▼▼▼

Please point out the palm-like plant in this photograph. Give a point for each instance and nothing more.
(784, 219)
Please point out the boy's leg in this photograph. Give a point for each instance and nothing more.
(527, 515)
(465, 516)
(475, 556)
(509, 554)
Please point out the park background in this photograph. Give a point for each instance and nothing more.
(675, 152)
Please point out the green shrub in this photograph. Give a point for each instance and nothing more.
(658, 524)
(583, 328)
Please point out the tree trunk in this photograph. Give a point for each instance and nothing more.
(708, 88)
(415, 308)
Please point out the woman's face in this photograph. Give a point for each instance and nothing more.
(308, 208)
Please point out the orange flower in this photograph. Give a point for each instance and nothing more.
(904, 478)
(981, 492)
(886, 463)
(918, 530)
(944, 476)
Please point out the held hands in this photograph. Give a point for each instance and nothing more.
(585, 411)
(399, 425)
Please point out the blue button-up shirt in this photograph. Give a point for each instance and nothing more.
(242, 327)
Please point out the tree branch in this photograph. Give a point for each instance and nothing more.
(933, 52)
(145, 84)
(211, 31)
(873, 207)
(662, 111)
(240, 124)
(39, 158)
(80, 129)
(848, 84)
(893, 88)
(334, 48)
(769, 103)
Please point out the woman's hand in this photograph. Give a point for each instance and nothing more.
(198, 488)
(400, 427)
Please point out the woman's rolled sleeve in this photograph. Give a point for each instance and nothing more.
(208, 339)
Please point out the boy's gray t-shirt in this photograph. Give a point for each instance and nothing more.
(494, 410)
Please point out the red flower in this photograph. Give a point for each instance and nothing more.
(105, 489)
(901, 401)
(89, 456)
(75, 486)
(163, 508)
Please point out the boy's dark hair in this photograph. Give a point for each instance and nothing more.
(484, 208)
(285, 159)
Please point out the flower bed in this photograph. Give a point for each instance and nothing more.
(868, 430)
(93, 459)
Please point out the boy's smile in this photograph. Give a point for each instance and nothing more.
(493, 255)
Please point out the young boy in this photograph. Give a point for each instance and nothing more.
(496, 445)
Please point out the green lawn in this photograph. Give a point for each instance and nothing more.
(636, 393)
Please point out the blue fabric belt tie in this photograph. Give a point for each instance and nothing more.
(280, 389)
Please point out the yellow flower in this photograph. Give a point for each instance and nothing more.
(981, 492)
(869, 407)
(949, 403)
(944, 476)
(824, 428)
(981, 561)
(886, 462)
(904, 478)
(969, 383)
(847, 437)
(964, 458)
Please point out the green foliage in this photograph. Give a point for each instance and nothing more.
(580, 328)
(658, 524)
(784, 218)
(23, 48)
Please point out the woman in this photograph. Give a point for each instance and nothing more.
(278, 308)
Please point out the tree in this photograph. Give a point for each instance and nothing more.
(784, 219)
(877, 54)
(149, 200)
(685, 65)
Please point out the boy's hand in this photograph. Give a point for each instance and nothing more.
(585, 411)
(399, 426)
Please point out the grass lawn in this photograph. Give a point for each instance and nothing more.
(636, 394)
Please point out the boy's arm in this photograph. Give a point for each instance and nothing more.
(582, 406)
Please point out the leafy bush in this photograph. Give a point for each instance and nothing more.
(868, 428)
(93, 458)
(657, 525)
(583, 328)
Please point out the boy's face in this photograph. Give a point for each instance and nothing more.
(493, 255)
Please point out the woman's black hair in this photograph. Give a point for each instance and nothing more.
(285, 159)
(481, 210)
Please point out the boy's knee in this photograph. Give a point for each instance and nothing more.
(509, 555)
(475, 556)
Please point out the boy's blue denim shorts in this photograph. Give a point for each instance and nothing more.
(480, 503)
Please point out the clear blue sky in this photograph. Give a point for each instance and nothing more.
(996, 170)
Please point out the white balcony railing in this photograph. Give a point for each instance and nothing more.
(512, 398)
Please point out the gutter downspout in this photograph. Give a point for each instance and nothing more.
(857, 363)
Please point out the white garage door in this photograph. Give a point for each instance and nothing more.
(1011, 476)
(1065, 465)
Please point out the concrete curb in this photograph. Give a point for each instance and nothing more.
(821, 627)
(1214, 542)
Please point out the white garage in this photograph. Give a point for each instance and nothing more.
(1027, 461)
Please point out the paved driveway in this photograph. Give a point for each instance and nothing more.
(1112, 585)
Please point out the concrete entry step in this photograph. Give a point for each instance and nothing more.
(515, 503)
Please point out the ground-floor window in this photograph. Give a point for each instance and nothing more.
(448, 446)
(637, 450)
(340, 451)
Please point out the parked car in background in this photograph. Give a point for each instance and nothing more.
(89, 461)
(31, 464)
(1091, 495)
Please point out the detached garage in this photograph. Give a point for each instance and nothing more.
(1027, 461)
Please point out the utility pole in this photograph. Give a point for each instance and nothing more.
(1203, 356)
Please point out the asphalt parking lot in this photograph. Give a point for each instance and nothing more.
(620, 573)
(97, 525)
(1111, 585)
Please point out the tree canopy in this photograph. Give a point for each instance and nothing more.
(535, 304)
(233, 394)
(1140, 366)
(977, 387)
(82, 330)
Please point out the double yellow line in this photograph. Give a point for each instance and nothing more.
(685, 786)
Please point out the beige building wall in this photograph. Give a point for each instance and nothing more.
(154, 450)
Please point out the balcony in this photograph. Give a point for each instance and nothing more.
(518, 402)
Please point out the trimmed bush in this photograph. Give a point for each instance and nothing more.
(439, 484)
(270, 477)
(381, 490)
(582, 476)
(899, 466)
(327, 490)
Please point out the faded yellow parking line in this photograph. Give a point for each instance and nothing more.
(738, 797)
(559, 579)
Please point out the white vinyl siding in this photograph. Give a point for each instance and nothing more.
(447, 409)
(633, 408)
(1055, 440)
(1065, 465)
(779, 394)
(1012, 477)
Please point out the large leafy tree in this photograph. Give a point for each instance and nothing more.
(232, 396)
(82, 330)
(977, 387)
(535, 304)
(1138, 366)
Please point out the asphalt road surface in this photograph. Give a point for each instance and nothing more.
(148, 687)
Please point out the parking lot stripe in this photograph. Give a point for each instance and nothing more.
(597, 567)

▲▲▲

## Instructions to follow
Return each entry from above without altering a single character.

## Response area
Please point out the palm-like plant in this photograph. Give a point for each instance and nothing more.
(784, 219)
Please point out the boy's leg in this photograph. Give a point for each instance and nothing more.
(527, 515)
(465, 516)
(475, 556)
(509, 554)
Please point out the park background in this photograph. Give a point for each instance and nothing more.
(675, 152)
Please point out the green shrub in this photograph. Give a point for each instance and nothing more.
(658, 524)
(583, 328)
Please point out the tree trunk in this photograph. Give a point for each instance and nothing more.
(708, 88)
(415, 308)
Please point out the woman's face in this photograph. Give a point for each instance and nothing more.
(308, 208)
Please point out the orange flower in this photograph. Give a point for each instance and nothing more.
(904, 478)
(981, 492)
(886, 463)
(918, 530)
(944, 476)
Please point out the held hands in this photograph. Give a point for each instance and nothing more.
(585, 411)
(399, 425)
Please point out the blue button-up shirt in this photograph. Give a point for each instance and nothing more.
(242, 327)
Please point out the tree branch in this photograph. Give a point for each instance and nothing more.
(933, 52)
(145, 84)
(211, 31)
(873, 207)
(662, 111)
(240, 124)
(39, 158)
(80, 129)
(848, 84)
(893, 88)
(334, 48)
(769, 103)
Please point out the woman's hand in this photograph. Give a point for each instance and nothing more.
(198, 488)
(400, 427)
Please point out the woman's rolled sleeve in this photograph. Give a point for each instance and nothing more.
(208, 339)
Please point out the boy's gray t-shirt in this photograph. Give a point for each instance and nothing more.
(494, 410)
Please point out the red flower in this photograph. Give a point for each instance and nothing more.
(105, 489)
(901, 401)
(89, 456)
(75, 486)
(163, 508)
Please point out the boy's dark hair in this photograph. Give a point for each instance and nothing more.
(484, 208)
(285, 159)
Please point out the flower bed in this photograph. Give a point for each instance and nothing more.
(868, 430)
(93, 459)
Please point out the boy's smile in this photograph. Give a point for each instance and nothing more.
(493, 255)
Please point out the young boy in this photograph. Give a point for each instance and nothing more.
(496, 445)
Please point out the green lawn in this photograph. Give a point for each instance and nothing more.
(636, 393)
Please point out the blue fabric belt tie in this photograph. Give a point for each instance and nothing more.
(280, 389)
Please point out the yellow flower in this photograph. Give a point for each instance and nothing more.
(981, 492)
(869, 407)
(949, 403)
(944, 476)
(824, 428)
(981, 561)
(886, 462)
(904, 478)
(969, 383)
(847, 437)
(964, 458)
Please point out the green foliage in this photograph. Give a point for each instance and nothing more.
(580, 328)
(658, 524)
(784, 218)
(23, 48)
Please point out the woman in this photograph. Give a point for each instance and nothing more.
(278, 308)
Please point out the tree in this photograph. Give a point for each instance and nothing more.
(784, 219)
(877, 54)
(149, 200)
(685, 65)
Please point out the boy's hand in this photograph. Give a point for each instance and nothing more.
(585, 411)
(399, 426)
Please point out the grass lawn in this photograph. Give a point for each instance and nothing more.
(636, 394)
Please point out the boy's arm in this photograph. Give a point for each instance and nothing more.
(582, 406)
Please point out the leafy bush in this photograph. Give a point for each instance and nothing more.
(868, 428)
(93, 458)
(657, 525)
(583, 328)
Please point out the boy's face in this photograph. Give a point for each instance and nothing more.
(493, 255)
Please point out the woman's black hair in this photograph. Give a point for each instance and nothing more.
(285, 159)
(481, 210)
Please point out the boy's knee in this photograph. Give a point for each instance and nothing more.
(509, 555)
(475, 556)
Please point out the boy's blue denim shorts in this photograph. Give a point for each instance and nothing more.
(480, 503)
Please point out the clear blue sky in this photograph. Give a point for each instance and nothing more.
(996, 170)
Please point out the white balcony railing in this photograph. Give a point for each instance and nothing more.
(512, 398)
Please point out the gutter downspout in this photograph. Give a point for each instance and nothing more.
(857, 363)
Please point out the white garage door in this photograph. Give a point for each instance and nothing more.
(1011, 476)
(1065, 465)
Please point out the concrete curb in this photograph. Give a point for each instance and nothing more.
(821, 627)
(1214, 542)
Please point out the white garage in this photograph. Give a point for each instance and nothing more.
(1027, 461)
Please point out the paved driveway in this photograph. Give a point for each instance and nothing more.
(1112, 585)
Please point out the concrete entry step in this photograph. Give a point for each instance and nothing more.
(515, 503)
Please point out the ground-floor window in this photograph. Give a point for each instance and nothing more.
(448, 446)
(637, 450)
(340, 451)
Please point out the parked car in background in this photograph. Give a point for each instance and nothing more.
(89, 461)
(31, 464)
(1091, 495)
Please point out the detached garage in this photograph. Give a point for each instance and nothing more.
(1027, 461)
Please point out the utility pole in this photograph. Give a point for each instance and nothing more.
(1203, 356)
Please point out the asphalt parking lot in this photograph. Give a point for each instance and nothing more.
(620, 573)
(97, 525)
(1111, 585)
Please point out the tree canopy in this photograph. Give a point for each instance and nothing more.
(535, 304)
(233, 394)
(1140, 366)
(977, 387)
(82, 330)
Please point out the double yellow line in this photograph. Give a point for each instance and nothing more.
(685, 786)
Please point out the beige building wall in this photograph. Give a point for each instance and nothing more.
(154, 450)
Please point out the balcony in this photograph. Give a point for each instance and nothing more.
(518, 402)
Please point out the trimmed bush in this photograph. Give a point for each instance and nothing more.
(439, 484)
(270, 477)
(381, 490)
(582, 476)
(899, 466)
(327, 490)
Please point out the faded yellow parking line in this photograph. Give a point for each instance and nothing more.
(738, 797)
(559, 579)
Please point out the white vinyl siding in this photograph. Give a point for each instance and nothing more.
(447, 409)
(633, 408)
(1055, 440)
(1065, 465)
(779, 394)
(1012, 477)
Please point out the large leafy tree in this photograph. Give a point for each instance and nothing more.
(232, 396)
(82, 330)
(977, 387)
(535, 304)
(1138, 366)
Please point out the asphalt road surface in this photograph. Give a point for each instance and nothing more.
(148, 687)
Please point out the parking lot stripe in this photograph. Give a point for each instance and nothing more.
(597, 567)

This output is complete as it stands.